%%
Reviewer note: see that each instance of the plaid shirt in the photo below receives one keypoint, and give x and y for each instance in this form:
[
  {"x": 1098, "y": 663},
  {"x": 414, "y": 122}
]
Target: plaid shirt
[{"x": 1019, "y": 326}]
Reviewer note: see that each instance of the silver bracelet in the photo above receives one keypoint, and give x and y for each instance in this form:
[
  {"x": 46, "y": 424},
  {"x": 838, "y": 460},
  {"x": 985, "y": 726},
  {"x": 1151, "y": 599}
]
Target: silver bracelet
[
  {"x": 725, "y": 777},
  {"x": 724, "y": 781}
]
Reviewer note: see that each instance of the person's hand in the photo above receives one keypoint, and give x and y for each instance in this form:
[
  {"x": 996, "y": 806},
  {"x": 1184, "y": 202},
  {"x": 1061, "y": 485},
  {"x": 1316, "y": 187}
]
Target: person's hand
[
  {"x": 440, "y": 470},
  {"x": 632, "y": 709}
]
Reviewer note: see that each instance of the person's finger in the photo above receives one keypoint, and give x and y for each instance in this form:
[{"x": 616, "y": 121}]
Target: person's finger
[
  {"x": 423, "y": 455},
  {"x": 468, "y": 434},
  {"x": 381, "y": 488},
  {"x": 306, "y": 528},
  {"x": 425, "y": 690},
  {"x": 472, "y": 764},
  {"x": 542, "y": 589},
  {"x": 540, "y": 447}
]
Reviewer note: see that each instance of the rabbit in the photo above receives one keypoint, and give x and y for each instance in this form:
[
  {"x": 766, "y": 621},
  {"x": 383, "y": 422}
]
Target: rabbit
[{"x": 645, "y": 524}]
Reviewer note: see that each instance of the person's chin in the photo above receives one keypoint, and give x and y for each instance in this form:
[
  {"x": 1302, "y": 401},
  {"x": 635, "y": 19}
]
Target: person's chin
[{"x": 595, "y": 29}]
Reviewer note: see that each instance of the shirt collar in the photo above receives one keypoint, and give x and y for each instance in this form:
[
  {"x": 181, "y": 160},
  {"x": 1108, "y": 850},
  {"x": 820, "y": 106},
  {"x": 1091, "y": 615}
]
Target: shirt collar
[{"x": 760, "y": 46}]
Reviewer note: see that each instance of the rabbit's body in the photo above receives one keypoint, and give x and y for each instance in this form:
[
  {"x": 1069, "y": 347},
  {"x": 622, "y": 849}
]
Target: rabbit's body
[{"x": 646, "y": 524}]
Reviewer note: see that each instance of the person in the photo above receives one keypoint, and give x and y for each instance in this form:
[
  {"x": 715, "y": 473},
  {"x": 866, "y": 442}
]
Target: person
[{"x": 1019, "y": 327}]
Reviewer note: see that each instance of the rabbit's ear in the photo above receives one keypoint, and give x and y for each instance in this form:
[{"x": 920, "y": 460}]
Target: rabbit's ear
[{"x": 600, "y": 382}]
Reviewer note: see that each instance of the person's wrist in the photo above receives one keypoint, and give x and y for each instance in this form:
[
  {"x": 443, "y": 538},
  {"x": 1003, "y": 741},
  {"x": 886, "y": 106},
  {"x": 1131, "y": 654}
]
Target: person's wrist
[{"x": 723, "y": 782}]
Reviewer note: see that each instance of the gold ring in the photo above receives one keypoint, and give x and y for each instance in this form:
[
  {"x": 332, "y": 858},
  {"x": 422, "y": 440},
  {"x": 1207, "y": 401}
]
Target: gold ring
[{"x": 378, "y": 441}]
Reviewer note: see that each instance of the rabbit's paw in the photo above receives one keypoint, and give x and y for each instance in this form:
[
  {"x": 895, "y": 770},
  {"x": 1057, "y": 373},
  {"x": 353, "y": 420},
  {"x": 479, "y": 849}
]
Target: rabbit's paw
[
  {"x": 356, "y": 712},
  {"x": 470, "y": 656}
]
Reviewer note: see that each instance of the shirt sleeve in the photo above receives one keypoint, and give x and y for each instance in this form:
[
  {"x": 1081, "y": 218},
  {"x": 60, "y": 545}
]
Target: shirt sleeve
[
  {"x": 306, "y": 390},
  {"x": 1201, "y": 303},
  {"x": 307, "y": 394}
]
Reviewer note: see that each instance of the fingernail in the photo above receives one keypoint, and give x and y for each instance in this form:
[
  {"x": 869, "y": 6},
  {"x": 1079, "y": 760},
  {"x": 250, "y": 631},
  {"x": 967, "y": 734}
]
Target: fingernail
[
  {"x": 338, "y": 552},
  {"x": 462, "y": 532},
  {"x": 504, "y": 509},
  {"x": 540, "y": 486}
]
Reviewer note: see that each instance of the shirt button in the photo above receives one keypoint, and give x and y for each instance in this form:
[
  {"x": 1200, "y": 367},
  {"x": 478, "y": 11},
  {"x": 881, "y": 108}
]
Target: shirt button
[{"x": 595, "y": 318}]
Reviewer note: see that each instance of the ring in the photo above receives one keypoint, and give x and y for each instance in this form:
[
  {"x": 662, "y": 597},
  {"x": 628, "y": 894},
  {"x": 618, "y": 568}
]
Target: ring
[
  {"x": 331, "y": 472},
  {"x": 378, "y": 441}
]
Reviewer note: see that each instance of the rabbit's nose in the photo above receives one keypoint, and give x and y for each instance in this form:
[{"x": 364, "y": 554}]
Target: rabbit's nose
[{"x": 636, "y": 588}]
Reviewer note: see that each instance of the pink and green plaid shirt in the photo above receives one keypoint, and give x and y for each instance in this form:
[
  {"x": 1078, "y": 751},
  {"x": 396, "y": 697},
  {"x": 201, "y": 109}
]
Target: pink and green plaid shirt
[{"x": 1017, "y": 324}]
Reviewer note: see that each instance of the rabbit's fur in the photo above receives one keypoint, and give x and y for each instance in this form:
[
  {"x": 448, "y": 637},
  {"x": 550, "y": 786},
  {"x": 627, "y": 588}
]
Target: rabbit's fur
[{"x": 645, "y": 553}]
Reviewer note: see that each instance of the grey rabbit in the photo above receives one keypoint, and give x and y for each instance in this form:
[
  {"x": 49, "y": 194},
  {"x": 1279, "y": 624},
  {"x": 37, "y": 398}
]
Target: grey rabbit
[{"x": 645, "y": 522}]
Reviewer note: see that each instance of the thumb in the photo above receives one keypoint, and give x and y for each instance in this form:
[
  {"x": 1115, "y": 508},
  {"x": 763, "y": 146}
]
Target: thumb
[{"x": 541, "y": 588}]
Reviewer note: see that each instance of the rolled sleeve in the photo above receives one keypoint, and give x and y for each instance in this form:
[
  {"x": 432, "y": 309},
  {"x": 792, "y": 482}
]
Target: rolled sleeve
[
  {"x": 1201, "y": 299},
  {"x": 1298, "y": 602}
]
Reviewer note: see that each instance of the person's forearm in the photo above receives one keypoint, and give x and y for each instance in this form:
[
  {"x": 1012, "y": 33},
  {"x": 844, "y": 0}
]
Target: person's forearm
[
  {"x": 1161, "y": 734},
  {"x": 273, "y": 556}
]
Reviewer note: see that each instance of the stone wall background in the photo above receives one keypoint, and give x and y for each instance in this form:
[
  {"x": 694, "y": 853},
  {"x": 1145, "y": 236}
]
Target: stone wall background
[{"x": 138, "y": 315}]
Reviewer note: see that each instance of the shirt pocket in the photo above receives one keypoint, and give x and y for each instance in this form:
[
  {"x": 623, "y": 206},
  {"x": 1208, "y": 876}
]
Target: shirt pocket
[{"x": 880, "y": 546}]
%%
* Directions:
Return the full material exactly.

* Written reply:
Reviewer note: see that each instance of the plaid shirt in the photo below receives one keypoint, and give x and y for each instance in this form:
[
  {"x": 1098, "y": 663},
  {"x": 414, "y": 122}
]
Target: plaid shirt
[{"x": 1019, "y": 326}]
Reviewer note: see that each instance of the silver bracelet in the photo above receives one keypoint, and give x and y for each instance in this form:
[
  {"x": 46, "y": 424},
  {"x": 838, "y": 460},
  {"x": 985, "y": 726},
  {"x": 1151, "y": 599}
]
Target: silver bracelet
[
  {"x": 725, "y": 777},
  {"x": 724, "y": 781}
]
Reviewer note: see that each instance of the person's hand in the photo above receives one keypoint, and give x and y for each instance in this form:
[
  {"x": 996, "y": 806},
  {"x": 1184, "y": 202},
  {"x": 1061, "y": 485},
  {"x": 1316, "y": 187}
]
Target: person's hand
[
  {"x": 440, "y": 470},
  {"x": 632, "y": 709}
]
Reviewer note: see that each instance of the person's finger in the photo above receives one keypoint, and give x and y for each instance in this form:
[{"x": 616, "y": 121}]
Target: person's finger
[
  {"x": 423, "y": 455},
  {"x": 468, "y": 434},
  {"x": 381, "y": 488},
  {"x": 306, "y": 528},
  {"x": 425, "y": 690},
  {"x": 472, "y": 764},
  {"x": 542, "y": 589},
  {"x": 540, "y": 447}
]
Reviewer note: see that each instance of the rabbit in the photo above receives one keypoint, and give x and y for each instance in this form:
[
  {"x": 766, "y": 621},
  {"x": 383, "y": 422}
]
Target: rabbit
[{"x": 645, "y": 524}]
Reviewer note: see that each instance of the person's chin in the photo above receives one keypoint, and give x and y for each instance in this form:
[
  {"x": 1302, "y": 401},
  {"x": 635, "y": 19}
]
Target: person's chin
[{"x": 595, "y": 29}]
Reviewer note: see that each instance of the shirt collar in the photo above receives one keypoint, and give x and y for each instance in this form:
[
  {"x": 181, "y": 160},
  {"x": 1108, "y": 850},
  {"x": 820, "y": 106},
  {"x": 1091, "y": 615}
]
Target: shirt collar
[{"x": 760, "y": 46}]
Reviewer note: see that each instance of the rabbit's body in the photo above receives one keypoint, and give x and y for each instance in this form:
[
  {"x": 1069, "y": 347},
  {"x": 622, "y": 849}
]
Target: rabbit's body
[{"x": 646, "y": 524}]
Reviewer note: see that each instance of the person in the photo above receives one keypoint, and give x and y for each instance in this form:
[
  {"x": 715, "y": 473},
  {"x": 866, "y": 442}
]
Target: person
[{"x": 1019, "y": 327}]
Reviewer note: see that each instance of the rabbit's ear in the photo above receives one keypoint, and give x and y for each instance in this form:
[{"x": 920, "y": 460}]
Target: rabbit's ear
[{"x": 600, "y": 382}]
Reviewer note: see that each instance of the person's wrist in the photo above receives one keypoint, and give x and y for each instance in this form:
[
  {"x": 443, "y": 538},
  {"x": 1003, "y": 741},
  {"x": 886, "y": 106},
  {"x": 1131, "y": 654}
]
Target: person's wrist
[{"x": 723, "y": 782}]
Reviewer note: see that each instance of the gold ring in the photo above receives one keypoint, and give x and y for each instance in this form:
[
  {"x": 332, "y": 858},
  {"x": 422, "y": 440},
  {"x": 1207, "y": 401}
]
Target: gold ring
[{"x": 378, "y": 441}]
Reviewer note: see that each instance of the rabbit's paw in the photo above receives one keypoint, and give x and y for each instance in this form:
[
  {"x": 895, "y": 770},
  {"x": 1057, "y": 373},
  {"x": 353, "y": 420},
  {"x": 479, "y": 849}
]
Target: rabbit's paw
[
  {"x": 356, "y": 712},
  {"x": 470, "y": 656}
]
Reviewer note: see that each instance of the shirt sleeve in the photo above receives one keypoint, and give x and y for each instance in this form:
[
  {"x": 1081, "y": 218},
  {"x": 60, "y": 545}
]
Target: shirt sleeve
[
  {"x": 306, "y": 390},
  {"x": 1201, "y": 303},
  {"x": 307, "y": 394}
]
Reviewer note: see that each instance of the fingernail in the photo above receives one keypoint, and give x and y for each instance in this form:
[
  {"x": 869, "y": 6},
  {"x": 1079, "y": 760},
  {"x": 250, "y": 631},
  {"x": 967, "y": 734}
]
Target: fingernail
[
  {"x": 338, "y": 552},
  {"x": 462, "y": 532},
  {"x": 504, "y": 509},
  {"x": 540, "y": 486}
]
Reviewer note: see that each instance of the shirt button in the photo above receives one keypoint, and give x and y for each instance in this form:
[
  {"x": 1200, "y": 367},
  {"x": 478, "y": 11},
  {"x": 881, "y": 108}
]
Target: shirt button
[{"x": 595, "y": 318}]
Reviewer note: see that each instance of the ring in the photo above receives one keypoint, and give x and y for each instance in this form:
[
  {"x": 662, "y": 597},
  {"x": 628, "y": 894},
  {"x": 618, "y": 568}
]
Target: ring
[
  {"x": 331, "y": 472},
  {"x": 378, "y": 441}
]
Reviewer note: see that each instance of the rabbit's nose in the photo above receives one keypoint, and give x and y for each instance in this form:
[{"x": 364, "y": 554}]
Target: rabbit's nose
[{"x": 636, "y": 588}]
Reviewer note: see that each instance of the pink and green plaid shirt in the photo above receives one keypoint, and give x and y for each instance in this form:
[
  {"x": 1078, "y": 751},
  {"x": 396, "y": 697},
  {"x": 201, "y": 109}
]
Target: pink and green plaid shirt
[{"x": 1017, "y": 324}]
Reviewer note: see that each instance of the rabbit's fur in the photo above receives one keypoint, and give x and y for each instance in this form:
[
  {"x": 448, "y": 637},
  {"x": 550, "y": 786},
  {"x": 627, "y": 588}
]
Target: rabbit's fur
[{"x": 645, "y": 553}]
Reviewer note: see that each instance of the grey rabbit in the photo above receives one keypoint, and give x and y for each instance in this form:
[
  {"x": 49, "y": 194},
  {"x": 1279, "y": 624},
  {"x": 37, "y": 398}
]
Target: grey rabbit
[{"x": 645, "y": 522}]
Reviewer note: see that each instance of the thumb in the photo above receives one keypoint, and give x and y for each instance in this form:
[
  {"x": 1115, "y": 508},
  {"x": 763, "y": 146}
]
Target: thumb
[{"x": 541, "y": 588}]
Reviewer note: see that each instance of the rolled sleeve in the photo above receives one keypoint, and give x and y for each instance in this form:
[
  {"x": 432, "y": 309},
  {"x": 792, "y": 482}
]
Target: rolled sleeve
[
  {"x": 1201, "y": 299},
  {"x": 1298, "y": 602}
]
Reviewer note: see that each instance of the person's forearm in the photo above receives one keypoint, and give x and y for each instance in this form:
[
  {"x": 1012, "y": 33},
  {"x": 844, "y": 0}
]
Target: person's forearm
[
  {"x": 1161, "y": 734},
  {"x": 273, "y": 556}
]
Reviewer note: see that each instance of the stone wall background in the photo above receives one keypoint, and give x and y for each instance in this form:
[
  {"x": 694, "y": 853},
  {"x": 1145, "y": 236}
]
Target: stone wall background
[{"x": 138, "y": 315}]
Reviewer note: see that each instance of the shirt pocket in the photo above receives one keypoint, and give x and y for each instance in this form:
[
  {"x": 623, "y": 206},
  {"x": 1208, "y": 876}
]
Target: shirt pocket
[{"x": 880, "y": 546}]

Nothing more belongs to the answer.